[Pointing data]
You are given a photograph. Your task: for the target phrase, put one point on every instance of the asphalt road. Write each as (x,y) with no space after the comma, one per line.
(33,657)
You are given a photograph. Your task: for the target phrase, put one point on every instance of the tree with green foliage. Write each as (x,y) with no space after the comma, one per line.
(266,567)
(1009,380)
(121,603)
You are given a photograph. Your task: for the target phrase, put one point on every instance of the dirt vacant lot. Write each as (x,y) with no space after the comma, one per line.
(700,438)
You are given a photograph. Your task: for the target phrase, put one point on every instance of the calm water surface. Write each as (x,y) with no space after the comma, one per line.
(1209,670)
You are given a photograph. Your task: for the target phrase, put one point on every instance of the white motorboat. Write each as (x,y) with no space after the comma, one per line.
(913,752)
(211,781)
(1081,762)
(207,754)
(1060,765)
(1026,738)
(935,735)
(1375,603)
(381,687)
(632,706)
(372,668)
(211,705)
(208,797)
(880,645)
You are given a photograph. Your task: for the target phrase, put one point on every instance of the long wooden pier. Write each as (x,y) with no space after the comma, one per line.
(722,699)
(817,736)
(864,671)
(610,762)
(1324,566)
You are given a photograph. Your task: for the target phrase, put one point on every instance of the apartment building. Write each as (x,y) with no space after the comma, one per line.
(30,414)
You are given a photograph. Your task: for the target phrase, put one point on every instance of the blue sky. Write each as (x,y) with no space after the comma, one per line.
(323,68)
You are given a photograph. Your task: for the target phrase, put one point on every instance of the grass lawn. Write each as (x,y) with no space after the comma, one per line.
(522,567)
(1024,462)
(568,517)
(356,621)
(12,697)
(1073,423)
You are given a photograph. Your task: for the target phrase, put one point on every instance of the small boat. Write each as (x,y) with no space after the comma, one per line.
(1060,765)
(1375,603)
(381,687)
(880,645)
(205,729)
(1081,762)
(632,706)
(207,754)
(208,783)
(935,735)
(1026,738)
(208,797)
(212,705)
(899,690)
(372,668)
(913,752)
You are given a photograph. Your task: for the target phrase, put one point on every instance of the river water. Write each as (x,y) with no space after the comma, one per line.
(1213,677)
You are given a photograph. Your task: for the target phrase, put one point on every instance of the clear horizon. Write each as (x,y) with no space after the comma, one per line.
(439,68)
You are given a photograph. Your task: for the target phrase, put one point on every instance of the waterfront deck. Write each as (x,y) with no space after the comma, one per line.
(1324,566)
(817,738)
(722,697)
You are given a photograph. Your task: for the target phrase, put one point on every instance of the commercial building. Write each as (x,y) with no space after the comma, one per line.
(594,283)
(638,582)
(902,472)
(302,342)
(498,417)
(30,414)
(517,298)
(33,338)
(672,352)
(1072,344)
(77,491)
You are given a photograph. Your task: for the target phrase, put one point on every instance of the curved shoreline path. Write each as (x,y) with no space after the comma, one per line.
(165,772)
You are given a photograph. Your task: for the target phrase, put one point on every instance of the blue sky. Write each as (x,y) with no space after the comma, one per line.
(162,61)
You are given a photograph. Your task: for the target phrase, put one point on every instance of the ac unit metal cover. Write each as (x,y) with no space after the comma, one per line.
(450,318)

What is expected: Reproduce the data above line for line, with no changes.

Final result:
You are given a photograph. Your task: for the target phrase, put one point on every instance of the asphalt road. Write each as (x,y) with no space after the comma, one per line.
(33,657)
You are given a photograph. Your task: for the target phrase, put one point on every instance of the tree with green foliage. Write each as (x,y) with no space after the comma, one per line.
(266,567)
(1009,380)
(121,603)
You are given a photograph. Your task: for the target phrase, put one point on every instance of the dirt vacant lot. Write each as (x,y) with no space after the comma, one per line.
(700,438)
You are given a photograph. Your task: for the target phrase, put one point on every instance of the calm water surface. Write each as (x,y) with no space after the comma, one per line.
(1209,670)
You are given a photograph. Your task: for the target phrase, put one point on every instance of the white motorboat. Write each as (x,y) with no space after the comma, one per line.
(913,752)
(211,781)
(1081,762)
(207,754)
(1060,765)
(1026,738)
(935,735)
(1375,603)
(381,687)
(632,706)
(372,668)
(211,705)
(208,797)
(880,645)
You are given a photograph. Your task: for the target phrase, put one point on every instance of the long wooden pier. Write each as (x,y) with no space after the comma, one per line.
(722,699)
(817,736)
(864,671)
(610,762)
(1324,566)
You are given a photograph. Your task: for the target phrase, put one point on every instance of the apartment building. Write each as (x,y) with no space after the comma, one per line.
(30,414)
You are given a photograph. Your task: for the target phrase, put one point on every instance of the blue sky. Write each as (x,y) with no space after the comma, one per line.
(323,68)
You are given a photograph. Your task: for the target phrase, put one point on every instance of the grass lawn. Write each as (x,y) with no space after the comma, one per line.
(522,567)
(1024,462)
(568,517)
(356,621)
(12,697)
(1073,423)
You are given a photograph. Your task: for the target phrase, put one point on every instance of the small boat. Write each as (x,y) with no space after the comma, one per line.
(1060,765)
(1375,603)
(381,687)
(880,645)
(205,729)
(1081,762)
(632,706)
(207,754)
(208,783)
(935,735)
(1026,738)
(208,797)
(212,705)
(899,690)
(372,668)
(913,752)
You are given a photograph. Your task: for the target phrase, put one point on every instance of the river water. Write each as (x,y) with no space after the comma, one per line.
(1213,677)
You are given a photograph. Your task: for the target phrase, put one point on every instance of the clear horizon. Write each as (x,y) with no space after the comma, one per line.
(439,68)
You are given a photograph. Your task: for the target phrase, put one point on every instance of the waterfront deck. Write each as (x,y) with no space after the comma, one per line.
(1324,566)
(817,738)
(722,697)
You are given a photograph. Your task: for the target phrase, put one point on every instance of the commercial building. Write each as (x,y) with no space after the comma, one per line.
(594,283)
(638,582)
(902,472)
(302,342)
(498,417)
(30,414)
(517,298)
(33,338)
(672,352)
(1072,344)
(77,491)
You are given a photograph. Your task: for the target phrase, put one point on every instance of the curved shoreline path. Write each as (x,y) with no space after the comma, one per line.
(165,772)
You are given a photograph. Your task: for the target phrase, put one point on every instance of the blue sky. Write each as (x,y) with no space after the comma, one per line.
(162,61)
You are given a photograph. Your task: for the target phrase, put one point on every instance of the ac unit metal cover. Write each as (x,y) with no space after the comma, one per line.
(450,318)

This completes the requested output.